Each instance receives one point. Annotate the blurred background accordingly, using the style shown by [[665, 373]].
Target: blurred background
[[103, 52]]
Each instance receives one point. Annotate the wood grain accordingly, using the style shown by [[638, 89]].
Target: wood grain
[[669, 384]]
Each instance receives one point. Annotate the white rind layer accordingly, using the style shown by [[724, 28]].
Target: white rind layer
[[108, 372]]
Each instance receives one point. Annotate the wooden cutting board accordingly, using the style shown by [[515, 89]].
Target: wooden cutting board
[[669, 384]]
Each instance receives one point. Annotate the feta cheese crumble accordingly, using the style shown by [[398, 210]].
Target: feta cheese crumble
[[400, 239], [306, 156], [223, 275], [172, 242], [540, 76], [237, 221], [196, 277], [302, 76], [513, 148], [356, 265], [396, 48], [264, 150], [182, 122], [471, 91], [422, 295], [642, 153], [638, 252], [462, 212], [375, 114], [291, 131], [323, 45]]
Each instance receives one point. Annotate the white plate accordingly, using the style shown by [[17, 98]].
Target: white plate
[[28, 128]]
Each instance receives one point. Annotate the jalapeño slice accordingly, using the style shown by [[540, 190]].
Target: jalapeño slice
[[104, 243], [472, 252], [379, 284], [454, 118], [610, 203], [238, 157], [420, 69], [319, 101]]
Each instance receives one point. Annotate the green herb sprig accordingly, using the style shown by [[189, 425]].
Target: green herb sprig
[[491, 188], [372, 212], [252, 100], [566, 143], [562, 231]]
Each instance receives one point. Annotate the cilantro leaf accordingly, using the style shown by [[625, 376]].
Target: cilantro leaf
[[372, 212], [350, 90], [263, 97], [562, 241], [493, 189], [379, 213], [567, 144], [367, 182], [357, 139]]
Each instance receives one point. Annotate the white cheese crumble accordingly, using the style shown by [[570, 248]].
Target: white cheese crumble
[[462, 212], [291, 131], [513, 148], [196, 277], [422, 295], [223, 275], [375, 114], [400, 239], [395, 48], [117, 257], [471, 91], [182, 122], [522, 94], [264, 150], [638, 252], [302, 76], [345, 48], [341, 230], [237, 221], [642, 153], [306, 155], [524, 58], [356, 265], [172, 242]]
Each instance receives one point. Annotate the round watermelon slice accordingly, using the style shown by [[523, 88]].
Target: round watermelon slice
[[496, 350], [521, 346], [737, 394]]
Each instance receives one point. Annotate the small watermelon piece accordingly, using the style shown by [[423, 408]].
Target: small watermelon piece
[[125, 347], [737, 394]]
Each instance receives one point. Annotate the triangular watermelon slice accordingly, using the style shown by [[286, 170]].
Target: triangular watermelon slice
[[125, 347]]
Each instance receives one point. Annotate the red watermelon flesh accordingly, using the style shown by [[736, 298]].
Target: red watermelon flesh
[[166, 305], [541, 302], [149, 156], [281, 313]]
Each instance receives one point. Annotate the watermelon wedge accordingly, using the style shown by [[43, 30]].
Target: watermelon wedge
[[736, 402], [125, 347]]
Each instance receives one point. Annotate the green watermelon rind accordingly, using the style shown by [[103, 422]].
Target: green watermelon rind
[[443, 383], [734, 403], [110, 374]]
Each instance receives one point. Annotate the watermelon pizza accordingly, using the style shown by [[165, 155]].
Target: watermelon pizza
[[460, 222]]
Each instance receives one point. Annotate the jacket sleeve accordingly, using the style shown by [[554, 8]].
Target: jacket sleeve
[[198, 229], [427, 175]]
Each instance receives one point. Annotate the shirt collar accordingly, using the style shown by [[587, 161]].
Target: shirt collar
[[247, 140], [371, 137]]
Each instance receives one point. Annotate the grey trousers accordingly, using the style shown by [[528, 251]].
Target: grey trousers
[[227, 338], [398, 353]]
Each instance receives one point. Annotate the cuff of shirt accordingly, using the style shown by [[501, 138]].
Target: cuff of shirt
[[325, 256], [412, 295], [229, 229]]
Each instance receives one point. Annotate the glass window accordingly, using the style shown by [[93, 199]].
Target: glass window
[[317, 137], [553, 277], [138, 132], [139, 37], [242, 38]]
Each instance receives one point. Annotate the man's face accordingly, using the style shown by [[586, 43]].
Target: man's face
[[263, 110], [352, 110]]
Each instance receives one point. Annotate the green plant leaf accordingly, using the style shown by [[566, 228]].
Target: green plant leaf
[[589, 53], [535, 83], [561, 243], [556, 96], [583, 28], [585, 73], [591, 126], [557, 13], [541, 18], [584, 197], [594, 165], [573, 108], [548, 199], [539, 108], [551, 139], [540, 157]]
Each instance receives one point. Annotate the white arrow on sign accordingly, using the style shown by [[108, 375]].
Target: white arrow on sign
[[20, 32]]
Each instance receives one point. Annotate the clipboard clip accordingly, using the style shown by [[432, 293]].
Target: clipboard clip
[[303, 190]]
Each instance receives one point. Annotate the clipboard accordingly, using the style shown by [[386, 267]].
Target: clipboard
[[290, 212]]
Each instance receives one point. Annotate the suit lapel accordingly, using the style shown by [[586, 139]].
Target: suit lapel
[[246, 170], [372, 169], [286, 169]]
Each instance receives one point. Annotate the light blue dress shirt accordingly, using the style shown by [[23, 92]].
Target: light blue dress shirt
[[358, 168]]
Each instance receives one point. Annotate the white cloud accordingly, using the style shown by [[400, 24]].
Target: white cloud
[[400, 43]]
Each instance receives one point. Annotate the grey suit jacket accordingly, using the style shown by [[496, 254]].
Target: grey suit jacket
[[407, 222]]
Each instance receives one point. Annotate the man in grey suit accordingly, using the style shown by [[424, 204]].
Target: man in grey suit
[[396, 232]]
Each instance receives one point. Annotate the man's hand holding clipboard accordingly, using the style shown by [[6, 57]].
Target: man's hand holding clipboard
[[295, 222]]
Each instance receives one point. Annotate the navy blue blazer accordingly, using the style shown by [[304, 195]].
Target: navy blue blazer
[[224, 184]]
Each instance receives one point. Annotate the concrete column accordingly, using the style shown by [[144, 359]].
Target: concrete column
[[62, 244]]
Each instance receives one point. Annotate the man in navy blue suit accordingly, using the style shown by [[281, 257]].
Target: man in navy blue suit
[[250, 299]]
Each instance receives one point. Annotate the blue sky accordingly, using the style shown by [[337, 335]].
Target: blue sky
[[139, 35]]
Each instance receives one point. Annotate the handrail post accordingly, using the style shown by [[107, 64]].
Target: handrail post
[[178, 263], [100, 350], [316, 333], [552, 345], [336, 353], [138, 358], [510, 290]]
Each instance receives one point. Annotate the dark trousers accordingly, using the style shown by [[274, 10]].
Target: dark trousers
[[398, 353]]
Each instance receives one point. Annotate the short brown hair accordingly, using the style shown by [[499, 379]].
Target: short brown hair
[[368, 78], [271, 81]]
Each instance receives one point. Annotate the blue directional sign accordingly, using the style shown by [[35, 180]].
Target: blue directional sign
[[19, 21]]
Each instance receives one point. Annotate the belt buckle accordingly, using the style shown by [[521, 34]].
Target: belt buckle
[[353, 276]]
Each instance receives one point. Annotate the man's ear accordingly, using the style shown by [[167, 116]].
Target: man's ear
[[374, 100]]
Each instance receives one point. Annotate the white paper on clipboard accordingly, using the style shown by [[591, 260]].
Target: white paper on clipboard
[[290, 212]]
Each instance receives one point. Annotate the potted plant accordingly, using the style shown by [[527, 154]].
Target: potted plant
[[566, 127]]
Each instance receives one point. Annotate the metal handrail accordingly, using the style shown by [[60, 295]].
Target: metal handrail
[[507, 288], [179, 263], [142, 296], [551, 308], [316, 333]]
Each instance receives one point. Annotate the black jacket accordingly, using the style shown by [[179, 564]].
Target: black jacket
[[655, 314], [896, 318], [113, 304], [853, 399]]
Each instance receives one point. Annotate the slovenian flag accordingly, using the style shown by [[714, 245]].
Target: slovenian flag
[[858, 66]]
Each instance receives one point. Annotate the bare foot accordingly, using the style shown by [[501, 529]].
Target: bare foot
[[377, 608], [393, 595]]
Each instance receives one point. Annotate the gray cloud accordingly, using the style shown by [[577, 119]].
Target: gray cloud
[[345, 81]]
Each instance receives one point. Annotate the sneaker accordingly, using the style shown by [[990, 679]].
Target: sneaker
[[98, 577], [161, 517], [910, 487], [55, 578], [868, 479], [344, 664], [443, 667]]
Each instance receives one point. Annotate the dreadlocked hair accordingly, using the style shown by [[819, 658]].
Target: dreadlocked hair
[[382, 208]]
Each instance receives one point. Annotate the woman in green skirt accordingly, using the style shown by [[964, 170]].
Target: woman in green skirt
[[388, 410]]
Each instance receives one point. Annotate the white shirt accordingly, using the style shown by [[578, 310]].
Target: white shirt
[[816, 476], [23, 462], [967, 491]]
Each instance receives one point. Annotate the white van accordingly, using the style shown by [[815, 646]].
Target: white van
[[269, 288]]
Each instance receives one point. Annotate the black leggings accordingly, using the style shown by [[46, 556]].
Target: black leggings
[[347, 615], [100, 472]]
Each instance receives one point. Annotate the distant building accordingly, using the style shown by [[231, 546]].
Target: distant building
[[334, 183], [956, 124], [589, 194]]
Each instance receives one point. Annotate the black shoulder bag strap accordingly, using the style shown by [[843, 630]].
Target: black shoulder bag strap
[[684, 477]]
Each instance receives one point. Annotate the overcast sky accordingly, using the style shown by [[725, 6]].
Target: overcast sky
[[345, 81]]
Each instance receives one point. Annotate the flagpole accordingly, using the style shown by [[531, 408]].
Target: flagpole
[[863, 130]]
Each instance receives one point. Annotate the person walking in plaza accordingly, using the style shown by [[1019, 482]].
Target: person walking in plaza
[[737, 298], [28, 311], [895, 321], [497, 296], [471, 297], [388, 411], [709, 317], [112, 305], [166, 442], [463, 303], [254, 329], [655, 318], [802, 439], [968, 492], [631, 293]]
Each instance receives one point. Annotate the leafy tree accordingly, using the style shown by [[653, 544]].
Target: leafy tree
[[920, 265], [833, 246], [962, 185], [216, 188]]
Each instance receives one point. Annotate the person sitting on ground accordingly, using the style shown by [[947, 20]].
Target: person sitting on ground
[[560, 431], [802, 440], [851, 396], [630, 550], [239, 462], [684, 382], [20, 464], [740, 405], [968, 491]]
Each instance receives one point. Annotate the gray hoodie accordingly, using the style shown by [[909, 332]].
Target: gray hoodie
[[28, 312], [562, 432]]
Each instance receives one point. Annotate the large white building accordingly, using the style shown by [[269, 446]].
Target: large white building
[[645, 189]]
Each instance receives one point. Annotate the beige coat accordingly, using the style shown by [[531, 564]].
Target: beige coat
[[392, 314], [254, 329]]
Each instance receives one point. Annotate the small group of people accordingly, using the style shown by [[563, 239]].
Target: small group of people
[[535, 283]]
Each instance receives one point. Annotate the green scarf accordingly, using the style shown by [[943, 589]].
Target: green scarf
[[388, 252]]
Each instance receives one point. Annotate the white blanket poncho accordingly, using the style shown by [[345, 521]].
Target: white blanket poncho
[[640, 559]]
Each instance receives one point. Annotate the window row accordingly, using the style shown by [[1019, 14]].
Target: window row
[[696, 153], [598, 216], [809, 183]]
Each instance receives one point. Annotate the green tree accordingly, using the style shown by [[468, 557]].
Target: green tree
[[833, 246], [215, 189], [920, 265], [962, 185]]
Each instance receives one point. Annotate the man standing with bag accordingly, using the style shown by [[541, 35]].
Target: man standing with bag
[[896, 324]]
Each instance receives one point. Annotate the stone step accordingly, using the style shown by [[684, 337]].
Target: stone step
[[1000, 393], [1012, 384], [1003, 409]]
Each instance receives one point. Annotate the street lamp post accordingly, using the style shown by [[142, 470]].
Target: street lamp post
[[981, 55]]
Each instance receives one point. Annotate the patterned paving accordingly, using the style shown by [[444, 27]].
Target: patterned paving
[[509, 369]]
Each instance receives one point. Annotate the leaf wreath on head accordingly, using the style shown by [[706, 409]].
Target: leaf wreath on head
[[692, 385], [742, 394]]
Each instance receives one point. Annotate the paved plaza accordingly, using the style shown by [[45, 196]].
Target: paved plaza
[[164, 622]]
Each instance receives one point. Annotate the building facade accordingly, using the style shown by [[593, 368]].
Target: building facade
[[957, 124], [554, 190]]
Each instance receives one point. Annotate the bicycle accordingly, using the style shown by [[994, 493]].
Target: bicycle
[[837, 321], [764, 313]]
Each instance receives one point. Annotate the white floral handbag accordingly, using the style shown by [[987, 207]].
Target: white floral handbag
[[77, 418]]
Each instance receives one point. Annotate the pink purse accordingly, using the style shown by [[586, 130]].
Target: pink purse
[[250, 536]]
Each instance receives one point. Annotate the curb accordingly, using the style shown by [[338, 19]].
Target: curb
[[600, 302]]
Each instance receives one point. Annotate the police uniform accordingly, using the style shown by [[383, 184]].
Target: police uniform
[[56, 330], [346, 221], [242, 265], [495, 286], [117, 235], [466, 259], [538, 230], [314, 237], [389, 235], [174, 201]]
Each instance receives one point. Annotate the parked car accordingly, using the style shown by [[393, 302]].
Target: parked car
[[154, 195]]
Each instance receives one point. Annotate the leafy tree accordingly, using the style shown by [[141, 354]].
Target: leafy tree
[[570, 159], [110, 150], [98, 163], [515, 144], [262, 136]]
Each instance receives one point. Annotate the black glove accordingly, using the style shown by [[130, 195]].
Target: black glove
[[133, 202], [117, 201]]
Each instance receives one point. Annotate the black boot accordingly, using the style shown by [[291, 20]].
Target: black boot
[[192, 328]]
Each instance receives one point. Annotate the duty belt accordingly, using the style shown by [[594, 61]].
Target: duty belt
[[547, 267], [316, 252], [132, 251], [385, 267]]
━━━━━━━━━━━━━━━━
[WHAT THE EXERCISE ASKS]
Reproduce only the items starting at the line containing "Each instance receives one point. Annotate the wooden" and ending at the line containing "[[28, 128]]", substituting "goat" for every "feta" and keeping all else unchanged.

[ANSWER BELOW]
Each instance receives one point. Annotate the wooden cutting board accordingly, using the style shown by [[515, 89]].
Target: wooden cutting board
[[669, 384]]
Each instance receives one point. Annotate the goat cheese crumble accordingly, using the style shown by [[398, 210]].
Target: goat cheese crumble
[[400, 239], [306, 156], [223, 275], [172, 242], [540, 76], [237, 221], [196, 277], [302, 76], [513, 148], [356, 265], [396, 48], [264, 150], [182, 122], [471, 91], [422, 295], [642, 153], [638, 252], [462, 212], [375, 114], [291, 131], [323, 45]]
Each instance receives one point. Annotate the white plate accordingly, using the style shown by [[17, 98]].
Target: white plate
[[28, 128]]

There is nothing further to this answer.